(Beginning of Data for analysis)

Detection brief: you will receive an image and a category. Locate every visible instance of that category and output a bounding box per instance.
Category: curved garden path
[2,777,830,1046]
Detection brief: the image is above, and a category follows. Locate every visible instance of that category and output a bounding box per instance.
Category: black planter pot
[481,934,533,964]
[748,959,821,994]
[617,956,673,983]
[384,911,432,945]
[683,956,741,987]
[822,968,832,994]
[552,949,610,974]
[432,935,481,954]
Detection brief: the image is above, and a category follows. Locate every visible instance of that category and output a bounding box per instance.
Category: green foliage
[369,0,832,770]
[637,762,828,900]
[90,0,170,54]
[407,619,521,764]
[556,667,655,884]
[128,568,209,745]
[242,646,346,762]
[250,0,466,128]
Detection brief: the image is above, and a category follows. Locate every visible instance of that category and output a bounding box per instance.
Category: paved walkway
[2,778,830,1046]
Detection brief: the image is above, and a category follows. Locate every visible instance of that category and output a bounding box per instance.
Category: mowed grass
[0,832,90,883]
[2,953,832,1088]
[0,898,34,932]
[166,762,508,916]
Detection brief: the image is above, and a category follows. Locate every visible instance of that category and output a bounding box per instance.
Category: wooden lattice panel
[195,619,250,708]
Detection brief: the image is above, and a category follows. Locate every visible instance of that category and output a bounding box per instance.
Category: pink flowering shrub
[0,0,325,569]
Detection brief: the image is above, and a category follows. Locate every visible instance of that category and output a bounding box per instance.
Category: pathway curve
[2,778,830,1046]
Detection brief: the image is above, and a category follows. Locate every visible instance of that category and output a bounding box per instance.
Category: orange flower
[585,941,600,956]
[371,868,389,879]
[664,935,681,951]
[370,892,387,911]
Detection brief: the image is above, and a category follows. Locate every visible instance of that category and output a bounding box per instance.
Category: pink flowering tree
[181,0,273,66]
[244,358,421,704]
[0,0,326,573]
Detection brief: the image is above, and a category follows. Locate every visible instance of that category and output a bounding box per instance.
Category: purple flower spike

(End of Data for analysis)

Task directions:
All of the material is to be written out exactly.

Result:
Detection brief: you will receive an image and a category. Locate every visible instance of that category and output a bounding box per instance.
Category: curved garden path
[2,777,830,1046]
Detection brief: the image is above, and a category follows. Locate every visible instance of that category and output a bounding box per instance.
Category: black planter pot
[481,934,533,964]
[748,959,821,994]
[617,956,673,983]
[384,911,432,945]
[683,956,741,987]
[822,968,832,994]
[552,949,610,974]
[432,935,481,954]
Detection brief: the image is above, and a category follows. Locate every visible instance of that category and output a bounding box per instance.
Category: green foliage
[369,0,832,770]
[637,762,828,900]
[90,0,170,54]
[407,619,521,764]
[556,667,655,884]
[128,568,209,745]
[242,646,346,762]
[250,0,466,128]
Detection brief: the image is above, and a category follows. Locate every visible instance of that category and output a bounding box per instance.
Category: paved walkway
[2,778,830,1046]
Detection brief: the image is above, and a category follows. Locate every visible instance of that category and output a bounding box per instance.
Category: mowed grass
[0,832,90,883]
[2,953,832,1088]
[0,898,34,932]
[166,762,508,916]
Detection brief: the image is above, and a category follows. Locate every visible instance of that category and output a bounding box per instance.
Category: wooden lattice panel
[195,619,250,708]
Detection brief: the image is above, and a category follows. Locate every visible instance of that category and output a bounding box per instance.
Category: pink flowering shrub
[0,0,325,569]
Detection brief: the image is above, and a category follows. Locate every visible instance of that category and output a bounding box per instance.
Category: pathway curve
[2,778,830,1046]
Detection brief: the image is above, and a category follows. Locate every visible instance of that category and output a bounding box per instance.
Category: orange flower
[585,941,600,956]
[371,868,389,879]
[664,935,681,951]
[370,892,387,911]
Detection brief: the image is above, and a category follows. Locate every visible instance of that category and output a bounding box per instance.
Category: pink flowering tree
[181,0,273,66]
[244,358,421,704]
[0,0,326,573]
Detection brief: the image is above, and a category follows. Locate every visible instance of that category and output a bounding box per instance.
Category: purple flower spike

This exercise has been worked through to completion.